## Begin Given records

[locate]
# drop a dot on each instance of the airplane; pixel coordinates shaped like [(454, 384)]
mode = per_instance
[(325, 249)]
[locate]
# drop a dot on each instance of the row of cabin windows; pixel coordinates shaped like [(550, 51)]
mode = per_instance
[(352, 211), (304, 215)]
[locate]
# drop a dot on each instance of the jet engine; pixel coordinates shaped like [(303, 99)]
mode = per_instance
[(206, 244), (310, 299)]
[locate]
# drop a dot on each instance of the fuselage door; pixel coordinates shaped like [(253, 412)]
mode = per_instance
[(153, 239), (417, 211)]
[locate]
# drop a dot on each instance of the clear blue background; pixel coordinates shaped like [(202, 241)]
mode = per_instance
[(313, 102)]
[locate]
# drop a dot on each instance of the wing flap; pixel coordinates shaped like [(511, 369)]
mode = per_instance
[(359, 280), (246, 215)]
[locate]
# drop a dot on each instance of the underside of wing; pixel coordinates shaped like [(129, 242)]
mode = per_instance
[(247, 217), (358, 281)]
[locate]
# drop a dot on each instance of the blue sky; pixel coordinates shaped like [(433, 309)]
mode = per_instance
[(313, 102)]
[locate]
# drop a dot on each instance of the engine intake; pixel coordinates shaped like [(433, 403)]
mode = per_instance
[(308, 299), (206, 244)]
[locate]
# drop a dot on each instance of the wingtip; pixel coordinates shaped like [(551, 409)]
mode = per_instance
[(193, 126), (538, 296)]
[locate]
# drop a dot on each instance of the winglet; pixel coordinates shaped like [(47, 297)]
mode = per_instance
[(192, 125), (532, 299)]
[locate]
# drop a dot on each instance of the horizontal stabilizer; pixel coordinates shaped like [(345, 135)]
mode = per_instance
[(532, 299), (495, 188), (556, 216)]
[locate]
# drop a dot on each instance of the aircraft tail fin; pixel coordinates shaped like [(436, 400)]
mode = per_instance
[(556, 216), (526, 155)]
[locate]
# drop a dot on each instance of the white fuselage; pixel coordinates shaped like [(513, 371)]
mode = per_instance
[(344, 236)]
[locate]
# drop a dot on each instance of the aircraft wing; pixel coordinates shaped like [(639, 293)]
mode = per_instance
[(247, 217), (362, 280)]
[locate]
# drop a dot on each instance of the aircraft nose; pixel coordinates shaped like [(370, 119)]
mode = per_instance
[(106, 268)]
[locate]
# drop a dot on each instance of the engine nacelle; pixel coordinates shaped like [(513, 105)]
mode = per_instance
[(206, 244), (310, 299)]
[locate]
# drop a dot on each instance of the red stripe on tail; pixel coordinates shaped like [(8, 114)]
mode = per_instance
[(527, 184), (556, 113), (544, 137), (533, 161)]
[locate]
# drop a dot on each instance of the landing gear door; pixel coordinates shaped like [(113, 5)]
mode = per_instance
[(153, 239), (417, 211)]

## End Given records
## Begin Given records

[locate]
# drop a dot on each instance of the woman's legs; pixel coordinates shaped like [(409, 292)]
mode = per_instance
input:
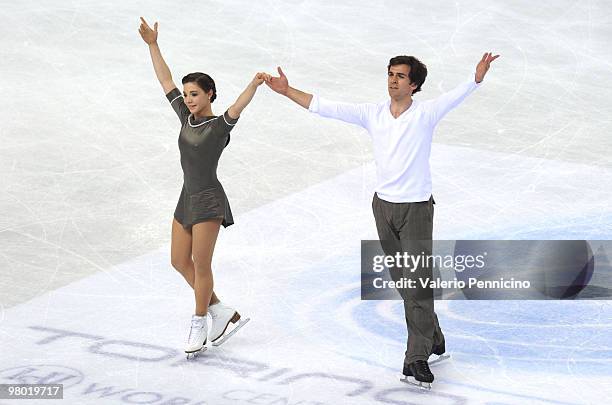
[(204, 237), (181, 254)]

## End Given records
## Begin Given records

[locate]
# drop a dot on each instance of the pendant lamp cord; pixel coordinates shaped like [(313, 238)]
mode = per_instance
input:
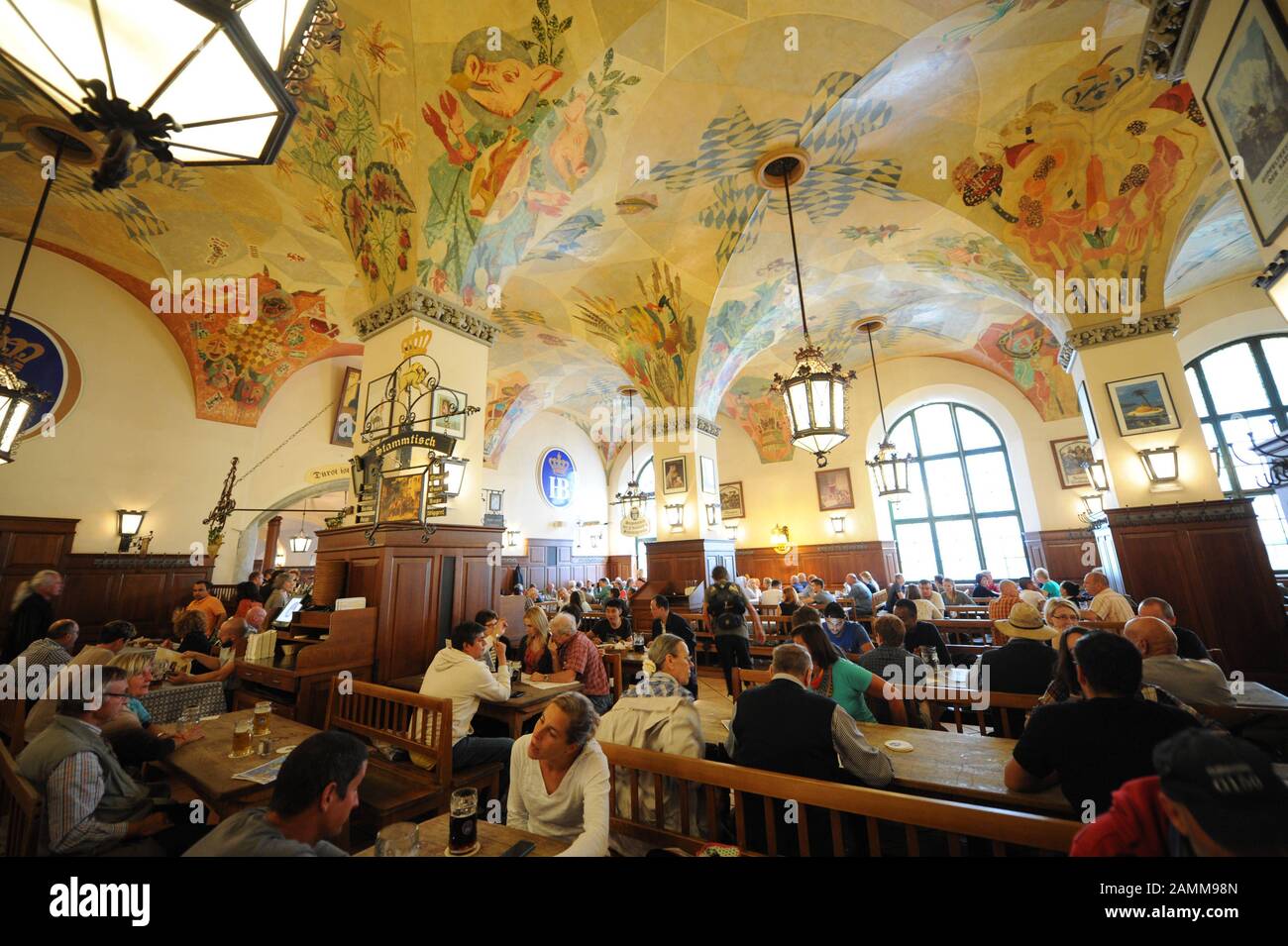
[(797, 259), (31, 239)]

## End Given records

_Your instructions_
Tally the lines in the items above that contain the string "door", and reply with that number alone.

_Solution for this problem_
2